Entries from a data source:
"""

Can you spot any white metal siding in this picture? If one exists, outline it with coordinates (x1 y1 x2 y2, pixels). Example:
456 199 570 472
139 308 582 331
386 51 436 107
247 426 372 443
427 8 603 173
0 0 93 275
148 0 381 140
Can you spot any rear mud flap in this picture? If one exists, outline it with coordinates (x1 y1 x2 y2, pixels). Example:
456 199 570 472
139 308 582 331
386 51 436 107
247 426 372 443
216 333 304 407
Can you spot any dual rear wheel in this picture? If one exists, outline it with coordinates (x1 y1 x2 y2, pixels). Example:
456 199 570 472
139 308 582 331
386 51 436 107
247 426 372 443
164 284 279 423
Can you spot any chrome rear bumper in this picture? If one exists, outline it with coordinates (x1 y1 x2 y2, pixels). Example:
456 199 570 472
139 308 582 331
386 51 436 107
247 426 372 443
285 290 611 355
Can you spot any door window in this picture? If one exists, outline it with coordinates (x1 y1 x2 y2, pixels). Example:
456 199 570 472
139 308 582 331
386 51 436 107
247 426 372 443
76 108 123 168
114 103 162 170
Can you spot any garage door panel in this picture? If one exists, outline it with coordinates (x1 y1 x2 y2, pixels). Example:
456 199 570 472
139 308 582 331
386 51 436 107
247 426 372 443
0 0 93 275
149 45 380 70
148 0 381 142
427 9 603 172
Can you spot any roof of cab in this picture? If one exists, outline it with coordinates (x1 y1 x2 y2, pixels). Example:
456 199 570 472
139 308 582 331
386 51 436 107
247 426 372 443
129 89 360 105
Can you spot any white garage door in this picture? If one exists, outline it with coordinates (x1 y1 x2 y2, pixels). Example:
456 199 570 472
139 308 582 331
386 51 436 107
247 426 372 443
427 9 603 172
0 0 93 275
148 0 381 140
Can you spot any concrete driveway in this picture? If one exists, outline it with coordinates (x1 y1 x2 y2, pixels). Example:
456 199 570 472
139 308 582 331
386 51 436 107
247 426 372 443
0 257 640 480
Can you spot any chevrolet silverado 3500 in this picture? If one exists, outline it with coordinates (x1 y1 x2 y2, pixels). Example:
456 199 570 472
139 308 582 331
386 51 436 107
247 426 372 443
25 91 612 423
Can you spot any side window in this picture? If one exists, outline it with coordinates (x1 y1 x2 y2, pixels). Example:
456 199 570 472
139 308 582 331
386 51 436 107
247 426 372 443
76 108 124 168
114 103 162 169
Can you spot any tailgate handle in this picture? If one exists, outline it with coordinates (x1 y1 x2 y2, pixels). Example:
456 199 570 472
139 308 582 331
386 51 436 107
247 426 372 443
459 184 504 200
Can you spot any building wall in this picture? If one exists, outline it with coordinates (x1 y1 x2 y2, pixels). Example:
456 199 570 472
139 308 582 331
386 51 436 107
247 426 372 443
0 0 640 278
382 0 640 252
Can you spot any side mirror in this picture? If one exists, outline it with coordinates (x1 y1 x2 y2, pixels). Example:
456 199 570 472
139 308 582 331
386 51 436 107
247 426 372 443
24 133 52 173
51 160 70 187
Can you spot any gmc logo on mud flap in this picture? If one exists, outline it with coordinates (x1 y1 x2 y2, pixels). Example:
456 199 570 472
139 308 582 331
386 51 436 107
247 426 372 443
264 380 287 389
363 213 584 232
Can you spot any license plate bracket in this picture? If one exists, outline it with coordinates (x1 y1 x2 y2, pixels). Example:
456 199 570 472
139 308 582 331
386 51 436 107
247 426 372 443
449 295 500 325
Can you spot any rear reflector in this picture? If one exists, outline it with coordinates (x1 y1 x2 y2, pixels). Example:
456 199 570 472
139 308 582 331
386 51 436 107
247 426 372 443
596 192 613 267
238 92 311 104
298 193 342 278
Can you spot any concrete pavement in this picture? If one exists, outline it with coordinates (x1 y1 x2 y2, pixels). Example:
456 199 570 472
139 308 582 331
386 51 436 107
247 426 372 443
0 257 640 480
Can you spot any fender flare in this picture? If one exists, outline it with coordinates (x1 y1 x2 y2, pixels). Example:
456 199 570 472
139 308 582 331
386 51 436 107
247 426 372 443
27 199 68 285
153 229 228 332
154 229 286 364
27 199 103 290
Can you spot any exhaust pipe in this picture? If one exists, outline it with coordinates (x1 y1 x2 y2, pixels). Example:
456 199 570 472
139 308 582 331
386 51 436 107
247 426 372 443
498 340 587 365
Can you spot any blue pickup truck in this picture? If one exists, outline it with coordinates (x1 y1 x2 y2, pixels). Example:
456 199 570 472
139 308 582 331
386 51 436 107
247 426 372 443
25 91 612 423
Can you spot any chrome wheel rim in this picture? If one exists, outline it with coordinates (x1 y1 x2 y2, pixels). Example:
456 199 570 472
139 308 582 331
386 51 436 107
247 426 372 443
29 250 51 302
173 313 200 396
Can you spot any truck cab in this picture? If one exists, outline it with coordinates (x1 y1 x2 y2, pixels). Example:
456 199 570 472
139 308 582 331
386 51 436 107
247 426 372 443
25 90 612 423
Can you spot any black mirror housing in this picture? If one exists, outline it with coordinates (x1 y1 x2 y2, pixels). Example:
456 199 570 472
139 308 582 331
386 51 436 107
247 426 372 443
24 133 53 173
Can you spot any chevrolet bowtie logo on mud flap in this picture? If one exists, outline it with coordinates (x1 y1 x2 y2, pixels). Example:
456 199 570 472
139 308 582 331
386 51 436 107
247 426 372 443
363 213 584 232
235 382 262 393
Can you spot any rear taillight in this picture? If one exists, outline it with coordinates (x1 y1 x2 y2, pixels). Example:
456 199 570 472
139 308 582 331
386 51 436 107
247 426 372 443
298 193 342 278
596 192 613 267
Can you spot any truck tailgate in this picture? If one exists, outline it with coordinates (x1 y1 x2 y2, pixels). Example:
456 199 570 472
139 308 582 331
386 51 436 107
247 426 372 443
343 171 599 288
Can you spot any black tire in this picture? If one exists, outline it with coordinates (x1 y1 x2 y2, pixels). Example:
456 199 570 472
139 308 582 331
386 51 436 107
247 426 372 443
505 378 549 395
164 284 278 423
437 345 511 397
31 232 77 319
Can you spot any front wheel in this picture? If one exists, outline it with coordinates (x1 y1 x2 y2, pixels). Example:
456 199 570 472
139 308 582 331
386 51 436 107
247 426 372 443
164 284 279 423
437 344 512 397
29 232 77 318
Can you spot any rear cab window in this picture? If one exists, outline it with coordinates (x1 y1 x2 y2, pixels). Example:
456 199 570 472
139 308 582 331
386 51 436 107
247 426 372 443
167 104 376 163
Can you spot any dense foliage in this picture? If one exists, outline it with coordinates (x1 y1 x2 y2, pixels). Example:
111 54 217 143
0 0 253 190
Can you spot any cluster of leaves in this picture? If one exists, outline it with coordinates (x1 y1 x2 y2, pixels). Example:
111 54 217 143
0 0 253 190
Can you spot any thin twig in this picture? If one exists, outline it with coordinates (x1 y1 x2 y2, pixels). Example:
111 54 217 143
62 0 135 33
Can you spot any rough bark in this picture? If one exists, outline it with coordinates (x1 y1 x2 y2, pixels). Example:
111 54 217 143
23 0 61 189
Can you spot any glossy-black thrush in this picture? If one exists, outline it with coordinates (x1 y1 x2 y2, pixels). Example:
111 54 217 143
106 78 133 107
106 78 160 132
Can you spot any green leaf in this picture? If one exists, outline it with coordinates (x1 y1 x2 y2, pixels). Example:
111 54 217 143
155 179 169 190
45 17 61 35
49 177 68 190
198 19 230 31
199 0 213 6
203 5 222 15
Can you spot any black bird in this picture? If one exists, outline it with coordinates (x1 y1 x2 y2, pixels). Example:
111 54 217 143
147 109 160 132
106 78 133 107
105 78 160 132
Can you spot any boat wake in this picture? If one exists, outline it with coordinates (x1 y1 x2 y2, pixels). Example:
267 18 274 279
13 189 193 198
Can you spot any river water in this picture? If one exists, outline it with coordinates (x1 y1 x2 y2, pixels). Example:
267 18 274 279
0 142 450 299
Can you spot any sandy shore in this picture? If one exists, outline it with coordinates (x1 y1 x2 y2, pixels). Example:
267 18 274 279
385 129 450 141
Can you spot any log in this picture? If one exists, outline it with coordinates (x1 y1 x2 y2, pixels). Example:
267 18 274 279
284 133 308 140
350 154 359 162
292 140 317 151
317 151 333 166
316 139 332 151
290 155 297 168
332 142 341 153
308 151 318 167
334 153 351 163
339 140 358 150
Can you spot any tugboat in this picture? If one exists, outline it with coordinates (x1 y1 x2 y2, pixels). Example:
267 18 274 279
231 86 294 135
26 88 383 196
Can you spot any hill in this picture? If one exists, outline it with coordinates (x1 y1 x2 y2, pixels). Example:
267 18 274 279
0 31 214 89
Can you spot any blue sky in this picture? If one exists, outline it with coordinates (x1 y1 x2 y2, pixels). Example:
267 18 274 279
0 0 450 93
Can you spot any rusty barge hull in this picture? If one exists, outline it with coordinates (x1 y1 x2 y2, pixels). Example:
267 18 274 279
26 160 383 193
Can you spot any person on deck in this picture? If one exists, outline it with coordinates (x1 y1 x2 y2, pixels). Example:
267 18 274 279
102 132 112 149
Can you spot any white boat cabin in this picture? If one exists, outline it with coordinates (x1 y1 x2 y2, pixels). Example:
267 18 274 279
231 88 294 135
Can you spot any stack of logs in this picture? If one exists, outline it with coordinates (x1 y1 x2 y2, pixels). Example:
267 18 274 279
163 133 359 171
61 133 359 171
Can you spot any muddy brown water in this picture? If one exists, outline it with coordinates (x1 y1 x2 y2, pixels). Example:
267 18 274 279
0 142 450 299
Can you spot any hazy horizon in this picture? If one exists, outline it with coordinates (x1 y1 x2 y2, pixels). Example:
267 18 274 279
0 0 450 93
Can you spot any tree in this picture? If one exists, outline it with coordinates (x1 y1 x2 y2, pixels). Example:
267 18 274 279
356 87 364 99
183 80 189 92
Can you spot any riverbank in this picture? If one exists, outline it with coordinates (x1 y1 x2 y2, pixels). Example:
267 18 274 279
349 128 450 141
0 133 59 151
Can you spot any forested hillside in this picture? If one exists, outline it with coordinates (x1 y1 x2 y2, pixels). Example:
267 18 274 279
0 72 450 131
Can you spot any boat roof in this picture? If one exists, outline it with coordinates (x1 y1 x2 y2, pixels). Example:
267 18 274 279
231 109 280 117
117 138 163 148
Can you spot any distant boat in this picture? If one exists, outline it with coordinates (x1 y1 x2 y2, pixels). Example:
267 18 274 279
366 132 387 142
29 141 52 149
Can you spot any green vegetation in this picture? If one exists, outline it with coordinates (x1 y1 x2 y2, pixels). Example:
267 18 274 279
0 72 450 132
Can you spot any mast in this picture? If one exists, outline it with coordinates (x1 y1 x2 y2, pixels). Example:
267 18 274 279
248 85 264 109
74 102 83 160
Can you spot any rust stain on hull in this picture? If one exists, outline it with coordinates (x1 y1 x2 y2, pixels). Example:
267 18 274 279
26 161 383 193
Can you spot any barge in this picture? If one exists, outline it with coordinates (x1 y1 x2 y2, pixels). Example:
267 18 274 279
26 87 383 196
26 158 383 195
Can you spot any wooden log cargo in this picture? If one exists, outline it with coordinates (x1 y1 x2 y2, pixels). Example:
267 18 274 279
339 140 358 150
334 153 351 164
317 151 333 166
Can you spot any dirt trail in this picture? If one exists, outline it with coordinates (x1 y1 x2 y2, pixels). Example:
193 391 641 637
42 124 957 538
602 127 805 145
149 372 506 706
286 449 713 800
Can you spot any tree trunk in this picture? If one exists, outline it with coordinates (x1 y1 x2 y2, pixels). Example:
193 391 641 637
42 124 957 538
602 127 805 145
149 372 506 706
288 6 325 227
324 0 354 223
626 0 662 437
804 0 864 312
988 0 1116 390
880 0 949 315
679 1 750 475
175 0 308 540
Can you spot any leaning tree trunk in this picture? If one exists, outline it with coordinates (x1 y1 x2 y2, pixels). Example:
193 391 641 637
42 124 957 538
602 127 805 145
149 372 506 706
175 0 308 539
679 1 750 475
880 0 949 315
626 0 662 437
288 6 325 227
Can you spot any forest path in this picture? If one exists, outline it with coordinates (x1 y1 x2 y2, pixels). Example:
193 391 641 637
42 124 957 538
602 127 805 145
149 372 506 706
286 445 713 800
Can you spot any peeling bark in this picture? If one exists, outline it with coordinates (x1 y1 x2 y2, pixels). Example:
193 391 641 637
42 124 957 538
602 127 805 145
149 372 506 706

"""

Copy the lines above exactly, starting with the line containing "Can you spot any peeling" and continuing through the last line of the entries.

Can you spot any peeling bark in this picture? If one exists, outline it with coordinates (x1 y1 x2 y2, pixels). Example:
193 391 641 637
42 124 957 538
602 127 805 145
149 372 506 706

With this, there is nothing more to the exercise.